* EXTRACT TO READ
The piece continues with Steve Feldman, CEO of Gold Bullion International, who said the following: "In the U.S., we are very much in love with our house, stocks and bonds. But that is a very American-centric investing approach not shared around the world.” His belief, in a nutshell, is that global demand will outweigh supply, making gold a compelling investment.


There’s a clear difference between the two groups discussed: For gold, it is supply and demand, no more, no less (an estimated 10% of new gold is for industrial use, with the remainder for jewelry or investment). This is not the case with the other assets mentioned: Houses, stocks, and bonds all have value tied to the cash generating capabilities of the asset. If you currently own a house bringing in $20,000 per year in cash, free and clear, you have a good idea of what that is intrinsically worth (in comparison to the other productive assets mentioned), and shouldn’t care if the property is appraised at $50,000, even if it was “worth” $100,000 yesterday.

* SOURCE MATERIAL
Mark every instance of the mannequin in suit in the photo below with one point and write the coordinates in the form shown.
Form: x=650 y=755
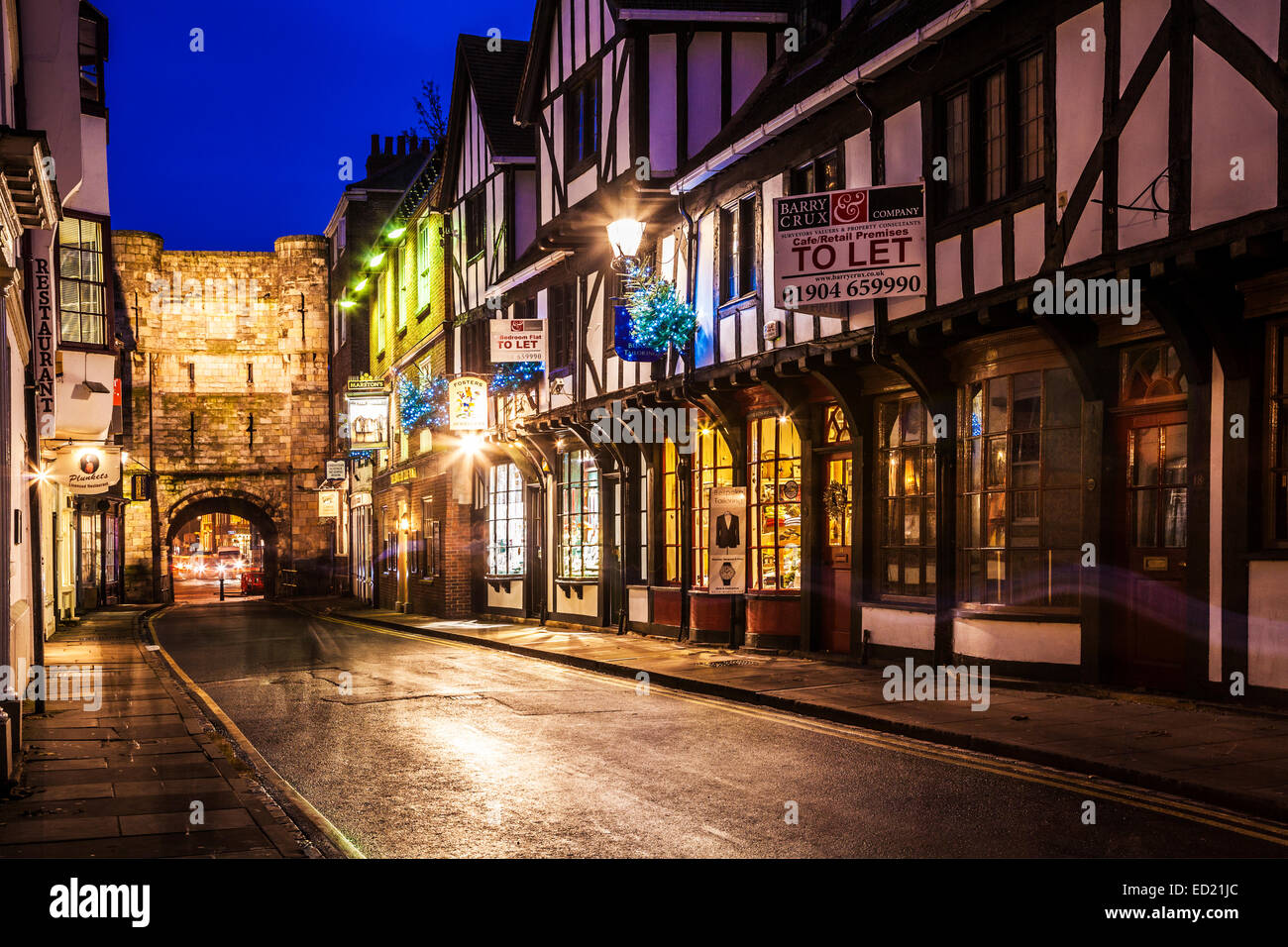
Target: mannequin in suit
x=726 y=531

* TO-DO LIST
[a] Name every asset that Feldman says Americans are very much in love with in the text on gold investing.
[b] Carry on the text on gold investing after its final sentence.
The listing is not needed for any of this.

* RESPONSES
[a] Houses, stocks, and bonds.

[b]
This is not the case with gold: It is non-productive, and has no value beyond what the next person is willing to pay for the pleasure of holding it; this is little more than a “greater fool” game, like the tulip bulbs of the seventeenth century.


In the closing, the author quotes Jeff Sica (who thinks gold is going to $2,000 by year end), president and chief investment officer of SICA Wealth Management: "People that spend their lives looking at stocks and bonds think gold is this barbaric metal… Gold getting the respect of Wall Street? That's never going to happen. It's always going to be under constant scrutiny."


If by scrutiny he means the requirement of a fundamentally based argument on the merits for gold at the current valuation, then yes, it will continue to be scrutinized by members of the investment community that demand a margin of safety in investment operations, as opposed to price targets pulled out of thin air; if those simple requests can be met, Mr. Sica, I would love to hear the basis for the $2,000 price target.